## TASK
All of the records below should be output exactly.
• • •
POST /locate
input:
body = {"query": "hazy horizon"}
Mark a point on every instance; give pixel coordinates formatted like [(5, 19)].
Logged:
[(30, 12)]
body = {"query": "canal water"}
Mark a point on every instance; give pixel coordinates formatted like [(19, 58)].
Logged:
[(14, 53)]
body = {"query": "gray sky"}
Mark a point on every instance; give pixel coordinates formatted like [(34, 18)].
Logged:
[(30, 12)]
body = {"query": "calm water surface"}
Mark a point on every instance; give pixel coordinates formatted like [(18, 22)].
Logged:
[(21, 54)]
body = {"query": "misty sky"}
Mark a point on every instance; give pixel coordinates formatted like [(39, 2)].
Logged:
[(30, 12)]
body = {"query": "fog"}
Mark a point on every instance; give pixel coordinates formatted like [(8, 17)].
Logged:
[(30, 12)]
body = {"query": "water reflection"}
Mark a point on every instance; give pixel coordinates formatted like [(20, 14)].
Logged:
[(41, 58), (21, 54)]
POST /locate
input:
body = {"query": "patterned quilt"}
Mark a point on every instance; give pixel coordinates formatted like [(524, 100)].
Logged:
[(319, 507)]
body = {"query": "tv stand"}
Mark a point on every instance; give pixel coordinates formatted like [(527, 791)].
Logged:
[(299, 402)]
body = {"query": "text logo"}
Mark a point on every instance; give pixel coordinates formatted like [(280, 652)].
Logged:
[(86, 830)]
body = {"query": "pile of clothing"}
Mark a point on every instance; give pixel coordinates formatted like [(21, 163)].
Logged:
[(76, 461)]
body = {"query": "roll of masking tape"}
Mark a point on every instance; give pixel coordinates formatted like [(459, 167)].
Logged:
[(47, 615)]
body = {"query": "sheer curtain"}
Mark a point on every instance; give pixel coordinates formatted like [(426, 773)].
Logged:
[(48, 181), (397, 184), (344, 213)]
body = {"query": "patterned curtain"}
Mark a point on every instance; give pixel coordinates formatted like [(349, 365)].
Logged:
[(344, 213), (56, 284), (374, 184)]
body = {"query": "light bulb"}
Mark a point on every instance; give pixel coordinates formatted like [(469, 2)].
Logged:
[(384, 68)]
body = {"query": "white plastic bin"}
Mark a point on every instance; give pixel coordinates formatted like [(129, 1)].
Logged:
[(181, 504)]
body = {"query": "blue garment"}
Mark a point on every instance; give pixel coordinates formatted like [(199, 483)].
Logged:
• • •
## RESULT OF THE EXERCISE
POST /locate
input:
body = {"query": "hazy horizon"}
Mark a point on every instance; give pixel coordinates formatted like [(5, 19)].
Logged:
[(30, 12)]
body = {"query": "canal water"}
Mark a point on every instance; give pixel coordinates formatted like [(19, 58)].
Logged:
[(14, 53)]
body = {"query": "gray sky"}
Mark a point on every instance; give pixel coordinates formatted like [(34, 18)].
Logged:
[(30, 12)]
body = {"query": "calm water surface"}
Mark a point on every instance; give pixel coordinates formatted like [(18, 22)].
Logged:
[(21, 54)]
body = {"query": "misty sky"}
Mark a point on every instance; give pixel coordinates formatted like [(39, 2)].
Logged:
[(30, 12)]
body = {"query": "fog"}
Mark a point on every instance; give pixel coordinates formatted like [(8, 17)].
Logged:
[(30, 12)]
body = {"query": "water reflection"}
Mark a point on every instance; give pixel coordinates formatted like [(20, 14)].
Logged:
[(41, 58), (21, 54)]
POST /locate
input:
body = {"query": "patterned quilt"}
Mark a point on every instance; give pixel coordinates formatted like [(524, 100)].
Logged:
[(319, 507)]
body = {"query": "tv stand"}
Mark a point on every instance; give pixel coordinates formatted like [(527, 791)].
Logged:
[(299, 402)]
body = {"query": "text logo"}
Mark a point on every instance; give pixel coordinates formatted like [(280, 652)].
Logged:
[(86, 830)]
body = {"query": "pile of clothing"}
Mark a point on every instance; give pixel coordinates formatted like [(21, 163)].
Logged:
[(76, 461)]
body = {"query": "roll of masking tape"}
Mark a point on every instance; give pixel coordinates formatted like [(459, 167)].
Logged:
[(47, 615)]
body = {"query": "sheer curtain"}
Mark a point on every instance; give pixel coordinates formatted like [(426, 773)].
Logged:
[(48, 181), (397, 184), (344, 213)]
body = {"query": "patterned curtain"}
Mark a point on every instance; give pixel coordinates formatted like [(349, 365)].
Logged:
[(344, 213), (56, 284), (374, 184)]
body = {"query": "light bulb"}
Mark a point on every instance; give pixel coordinates formatted like [(469, 2)].
Logged:
[(384, 68)]
body = {"query": "white plastic bin"}
Mark a point on every instance; give pixel coordinates formatted like [(129, 1)].
Logged:
[(181, 504)]
body = {"query": "blue garment"}
Mark a point on every instance; give pixel coordinates formatted like [(199, 483)].
Logged:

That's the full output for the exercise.